* [WORK INSTRUCTIONS]: All of the data is to be copied word for word.

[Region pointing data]
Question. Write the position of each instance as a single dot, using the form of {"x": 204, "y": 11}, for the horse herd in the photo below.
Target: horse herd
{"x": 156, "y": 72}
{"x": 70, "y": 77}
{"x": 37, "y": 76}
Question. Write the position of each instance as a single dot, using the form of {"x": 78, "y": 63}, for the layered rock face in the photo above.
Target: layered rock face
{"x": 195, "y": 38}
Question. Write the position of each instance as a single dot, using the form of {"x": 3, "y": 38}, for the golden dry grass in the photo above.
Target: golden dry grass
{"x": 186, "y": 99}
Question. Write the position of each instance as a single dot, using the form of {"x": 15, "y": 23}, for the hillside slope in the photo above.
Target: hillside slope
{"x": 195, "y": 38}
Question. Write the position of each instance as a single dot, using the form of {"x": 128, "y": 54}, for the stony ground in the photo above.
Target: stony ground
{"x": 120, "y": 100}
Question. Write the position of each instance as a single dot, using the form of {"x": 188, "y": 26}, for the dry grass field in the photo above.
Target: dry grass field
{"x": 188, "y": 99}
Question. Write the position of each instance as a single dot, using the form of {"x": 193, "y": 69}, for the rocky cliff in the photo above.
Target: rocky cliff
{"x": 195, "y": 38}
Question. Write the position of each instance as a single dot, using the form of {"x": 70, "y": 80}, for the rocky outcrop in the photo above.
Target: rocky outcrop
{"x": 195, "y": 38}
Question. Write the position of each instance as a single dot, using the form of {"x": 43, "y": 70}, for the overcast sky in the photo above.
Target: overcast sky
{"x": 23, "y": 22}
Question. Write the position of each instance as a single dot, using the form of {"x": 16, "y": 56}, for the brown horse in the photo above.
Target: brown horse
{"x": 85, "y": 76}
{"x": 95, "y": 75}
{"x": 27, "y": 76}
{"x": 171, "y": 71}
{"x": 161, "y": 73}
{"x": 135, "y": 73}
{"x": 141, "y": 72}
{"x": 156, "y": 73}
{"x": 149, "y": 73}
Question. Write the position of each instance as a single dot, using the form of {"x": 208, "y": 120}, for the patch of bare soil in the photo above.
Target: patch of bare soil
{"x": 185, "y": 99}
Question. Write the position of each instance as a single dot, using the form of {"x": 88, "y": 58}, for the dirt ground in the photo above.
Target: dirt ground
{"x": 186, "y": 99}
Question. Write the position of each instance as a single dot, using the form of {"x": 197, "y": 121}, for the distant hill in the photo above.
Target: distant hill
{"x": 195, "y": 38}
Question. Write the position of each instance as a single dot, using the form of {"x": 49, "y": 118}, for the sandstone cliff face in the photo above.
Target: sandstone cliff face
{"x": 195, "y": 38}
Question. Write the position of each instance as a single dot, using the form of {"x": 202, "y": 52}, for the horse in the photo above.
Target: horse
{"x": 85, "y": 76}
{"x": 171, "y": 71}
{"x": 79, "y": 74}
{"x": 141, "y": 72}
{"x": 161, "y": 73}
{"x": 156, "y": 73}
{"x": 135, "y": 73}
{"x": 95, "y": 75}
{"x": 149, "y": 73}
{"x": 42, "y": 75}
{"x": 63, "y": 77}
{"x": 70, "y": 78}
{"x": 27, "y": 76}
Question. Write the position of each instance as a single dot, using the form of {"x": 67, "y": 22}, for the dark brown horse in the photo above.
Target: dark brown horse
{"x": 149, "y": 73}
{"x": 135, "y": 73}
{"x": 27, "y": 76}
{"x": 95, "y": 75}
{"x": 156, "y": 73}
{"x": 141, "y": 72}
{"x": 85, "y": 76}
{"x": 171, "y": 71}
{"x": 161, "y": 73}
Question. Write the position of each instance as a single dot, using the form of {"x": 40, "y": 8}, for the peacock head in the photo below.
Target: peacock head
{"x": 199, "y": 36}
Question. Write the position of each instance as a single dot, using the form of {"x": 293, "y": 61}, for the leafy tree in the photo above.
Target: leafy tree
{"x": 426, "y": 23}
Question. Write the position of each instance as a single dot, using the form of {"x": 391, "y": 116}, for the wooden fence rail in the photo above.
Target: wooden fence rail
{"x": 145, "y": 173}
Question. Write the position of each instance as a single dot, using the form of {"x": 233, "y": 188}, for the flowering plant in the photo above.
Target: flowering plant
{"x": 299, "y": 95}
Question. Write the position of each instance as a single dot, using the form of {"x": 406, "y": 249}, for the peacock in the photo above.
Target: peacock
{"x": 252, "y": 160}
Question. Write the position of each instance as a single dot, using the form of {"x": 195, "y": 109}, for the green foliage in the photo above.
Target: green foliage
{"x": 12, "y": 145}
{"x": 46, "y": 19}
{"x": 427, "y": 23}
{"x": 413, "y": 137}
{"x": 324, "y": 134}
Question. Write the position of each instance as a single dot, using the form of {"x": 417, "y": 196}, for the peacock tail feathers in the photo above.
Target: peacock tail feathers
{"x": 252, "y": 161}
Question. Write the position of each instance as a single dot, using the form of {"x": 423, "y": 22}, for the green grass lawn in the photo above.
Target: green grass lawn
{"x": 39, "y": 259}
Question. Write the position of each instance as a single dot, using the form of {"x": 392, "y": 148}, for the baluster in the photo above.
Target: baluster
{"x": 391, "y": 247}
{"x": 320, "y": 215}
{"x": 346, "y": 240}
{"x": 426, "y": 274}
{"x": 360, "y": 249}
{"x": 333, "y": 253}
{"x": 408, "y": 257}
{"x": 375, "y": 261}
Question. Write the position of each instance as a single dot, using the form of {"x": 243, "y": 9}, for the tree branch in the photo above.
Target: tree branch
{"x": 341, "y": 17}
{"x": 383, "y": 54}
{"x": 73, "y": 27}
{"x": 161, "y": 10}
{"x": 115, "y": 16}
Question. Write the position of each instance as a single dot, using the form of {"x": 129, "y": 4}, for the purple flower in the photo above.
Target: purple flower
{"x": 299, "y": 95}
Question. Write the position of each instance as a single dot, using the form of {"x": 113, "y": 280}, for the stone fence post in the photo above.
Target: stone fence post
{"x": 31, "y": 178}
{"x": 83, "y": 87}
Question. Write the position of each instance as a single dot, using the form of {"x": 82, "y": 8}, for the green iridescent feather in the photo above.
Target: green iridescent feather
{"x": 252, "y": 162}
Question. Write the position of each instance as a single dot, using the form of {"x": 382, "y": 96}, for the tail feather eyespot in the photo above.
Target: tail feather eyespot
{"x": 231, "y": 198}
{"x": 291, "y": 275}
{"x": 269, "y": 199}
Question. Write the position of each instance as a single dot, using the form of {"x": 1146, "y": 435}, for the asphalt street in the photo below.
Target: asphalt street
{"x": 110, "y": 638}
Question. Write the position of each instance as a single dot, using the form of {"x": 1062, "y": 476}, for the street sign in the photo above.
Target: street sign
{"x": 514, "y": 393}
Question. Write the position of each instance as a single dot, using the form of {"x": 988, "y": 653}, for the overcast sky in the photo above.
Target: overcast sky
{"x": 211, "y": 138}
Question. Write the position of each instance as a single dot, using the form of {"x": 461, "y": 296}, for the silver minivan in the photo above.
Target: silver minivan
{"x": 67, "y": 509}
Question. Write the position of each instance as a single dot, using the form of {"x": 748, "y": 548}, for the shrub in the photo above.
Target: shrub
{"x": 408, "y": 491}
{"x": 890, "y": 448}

* [SOLUTION TO THIS EXERCISE]:
Question. Write the position of each instance as a single dot, using the form of {"x": 204, "y": 11}, for the horse herd in the photo below.
Target: horse herd
{"x": 156, "y": 72}
{"x": 70, "y": 77}
{"x": 37, "y": 76}
Question. Write the position of each instance as a single dot, using the form of {"x": 78, "y": 63}, for the layered rock face in the photo above.
Target: layered rock face
{"x": 195, "y": 38}
Question. Write the position of each instance as a single dot, using the form of {"x": 3, "y": 38}, for the golden dry grass in the photo above.
Target: golden dry grass
{"x": 186, "y": 99}
Question. Write the position of each instance as a single dot, using the form of {"x": 15, "y": 23}, for the hillside slope in the photo above.
Target: hillside slope
{"x": 195, "y": 38}
Question. Write the position of each instance as a single dot, using the form of {"x": 128, "y": 54}, for the stony ground in the photo above.
Target: stony ground
{"x": 120, "y": 100}
Question. Write the position of each instance as a single dot, using the form of {"x": 188, "y": 26}, for the dry grass field in the photo above.
Target: dry grass field
{"x": 188, "y": 99}
Question. Write the position of each instance as a single dot, using the form of {"x": 193, "y": 69}, for the rocky cliff in the photo above.
Target: rocky cliff
{"x": 195, "y": 38}
Question. Write the position of each instance as a single dot, using the form of {"x": 70, "y": 80}, for the rocky outcrop in the photo above.
Target: rocky outcrop
{"x": 195, "y": 38}
Question. Write the position of each instance as a single dot, using the form of {"x": 43, "y": 70}, for the overcast sky in the photo above.
Target: overcast sky
{"x": 23, "y": 22}
Question. Write the position of each instance as a single dot, using the form of {"x": 16, "y": 56}, for the brown horse in the photo above.
Target: brown horse
{"x": 85, "y": 76}
{"x": 95, "y": 75}
{"x": 27, "y": 76}
{"x": 171, "y": 71}
{"x": 161, "y": 73}
{"x": 135, "y": 73}
{"x": 141, "y": 72}
{"x": 156, "y": 73}
{"x": 149, "y": 73}
Question. Write the position of each instance as a single dot, using the form of {"x": 208, "y": 120}, for the patch of bare soil in the photo above.
Target: patch of bare soil
{"x": 185, "y": 99}
Question. Write the position of each instance as a single dot, using the form of {"x": 88, "y": 58}, for the dirt ground in the photo above.
Target: dirt ground
{"x": 186, "y": 99}
Question. Write the position of each instance as a single dot, using the form of {"x": 197, "y": 121}, for the distant hill in the photo above.
Target: distant hill
{"x": 195, "y": 38}
Question. Write the position of each instance as a single dot, using the form of {"x": 49, "y": 118}, for the sandstone cliff face in the photo above.
Target: sandstone cliff face
{"x": 195, "y": 38}
Question. Write the position of each instance as a single dot, using the form of {"x": 202, "y": 52}, for the horse in the photo above.
Target: horse
{"x": 85, "y": 76}
{"x": 171, "y": 71}
{"x": 79, "y": 74}
{"x": 141, "y": 72}
{"x": 161, "y": 73}
{"x": 156, "y": 73}
{"x": 135, "y": 73}
{"x": 95, "y": 75}
{"x": 149, "y": 73}
{"x": 42, "y": 75}
{"x": 63, "y": 77}
{"x": 70, "y": 78}
{"x": 27, "y": 76}
Question. Write the position of each instance as a single dot, using the form of {"x": 67, "y": 22}, for the dark brown horse in the photo above.
Target: dark brown horse
{"x": 149, "y": 73}
{"x": 135, "y": 73}
{"x": 27, "y": 76}
{"x": 95, "y": 75}
{"x": 156, "y": 73}
{"x": 141, "y": 72}
{"x": 85, "y": 76}
{"x": 171, "y": 71}
{"x": 161, "y": 73}
Question. Write the position of each instance as a single dot, using the form of {"x": 40, "y": 8}, for the peacock head in the photo below.
Target: peacock head
{"x": 199, "y": 36}
Question. Write the position of each instance as a single dot, using the form of {"x": 293, "y": 61}, for the leafy tree in the photo above.
Target: leafy tree
{"x": 426, "y": 23}
Question. Write the position of each instance as a single dot, using the form of {"x": 391, "y": 116}, for the wooden fence rail in the photo above.
Target: wooden fence rail
{"x": 145, "y": 173}
Question. Write the position of each instance as a single dot, using the form of {"x": 233, "y": 188}, for the flowering plant in the photo above.
Target: flowering plant
{"x": 299, "y": 95}
Question. Write the position of each instance as a single dot, using the form of {"x": 406, "y": 249}, for the peacock in the photo above.
Target: peacock
{"x": 252, "y": 160}
Question. Write the position of each instance as a single dot, using the form of {"x": 195, "y": 109}, for the green foliage in the photo above.
Target: green foliage
{"x": 12, "y": 145}
{"x": 46, "y": 19}
{"x": 427, "y": 23}
{"x": 413, "y": 137}
{"x": 324, "y": 134}
Question. Write the position of each instance as a single dot, using the form of {"x": 417, "y": 196}, for the peacock tail feathers in the photo above.
Target: peacock tail feathers
{"x": 252, "y": 161}
Question. Write the position of each instance as a single dot, using the form of {"x": 423, "y": 22}, for the green grass lawn in the photo above.
Target: green grass lawn
{"x": 39, "y": 259}
Question. Write the position of each instance as a single dot, using the form of {"x": 392, "y": 148}, for the baluster in the photo above.
Target: baluster
{"x": 391, "y": 247}
{"x": 320, "y": 215}
{"x": 346, "y": 240}
{"x": 426, "y": 274}
{"x": 360, "y": 249}
{"x": 333, "y": 253}
{"x": 408, "y": 257}
{"x": 375, "y": 261}
Question. Write the position of each instance as a single dot, using the form of {"x": 243, "y": 9}, for the tree branch in the photo above.
Target: tree branch
{"x": 341, "y": 17}
{"x": 383, "y": 54}
{"x": 73, "y": 27}
{"x": 161, "y": 10}
{"x": 115, "y": 16}
Question. Write the position of each instance as a single dot, using the form of {"x": 129, "y": 4}, for the purple flower in the photo above.
Target: purple flower
{"x": 299, "y": 95}
Question. Write the position of each instance as a single dot, using the form of {"x": 113, "y": 280}, for the stone fence post in the photo above.
Target: stone fence post
{"x": 31, "y": 178}
{"x": 83, "y": 87}
Question. Write the position of each instance as a single dot, using the form of {"x": 82, "y": 8}, for the green iridescent feather in the photo above.
Target: green iridescent feather
{"x": 252, "y": 162}
Question. Write the position of each instance as a single dot, using the form of {"x": 382, "y": 96}, for the tail feather eyespot in the photo above.
Target: tail feather eyespot
{"x": 231, "y": 198}
{"x": 291, "y": 275}
{"x": 269, "y": 199}
Question. Write the position of each instance as a single dot, using the form of {"x": 1146, "y": 435}, for the asphalt street in the photo below.
Target: asphalt street
{"x": 110, "y": 638}
Question. Write the position of each instance as a single dot, using the form of {"x": 1062, "y": 476}, for the street sign in the photo above.
Target: street sign
{"x": 514, "y": 393}
Question. Write the position of each instance as a single dot, using the form of {"x": 988, "y": 653}, for the overcast sky in the photo above.
Target: overcast sky
{"x": 211, "y": 138}
Question. Write the position of each instance as a single dot, using the form of {"x": 461, "y": 296}, for the silver minivan in the photo above.
Target: silver minivan
{"x": 67, "y": 509}
Question. Write the position of each instance as a single dot, using the form of {"x": 748, "y": 548}, for the shrub in the photo above.
Target: shrub
{"x": 408, "y": 491}
{"x": 890, "y": 448}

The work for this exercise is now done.